**Given task:** Find every line in the listing below that contains the string "pinpoint", and copy each of those lines. Matching is case-sensitive.

**Provided entries:**
———
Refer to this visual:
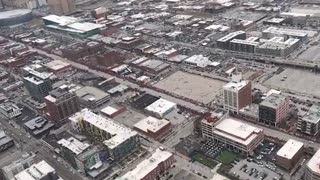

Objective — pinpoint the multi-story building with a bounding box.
[23,68,52,102]
[259,94,289,127]
[223,74,252,113]
[207,118,264,155]
[1,153,37,180]
[304,149,320,180]
[12,160,60,180]
[69,109,140,160]
[44,85,80,123]
[117,149,175,180]
[297,105,320,136]
[0,129,14,152]
[47,0,76,15]
[0,103,21,119]
[276,139,304,171]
———
**Written solution:**
Objective — pinpoint the multi-story building with a bounding box.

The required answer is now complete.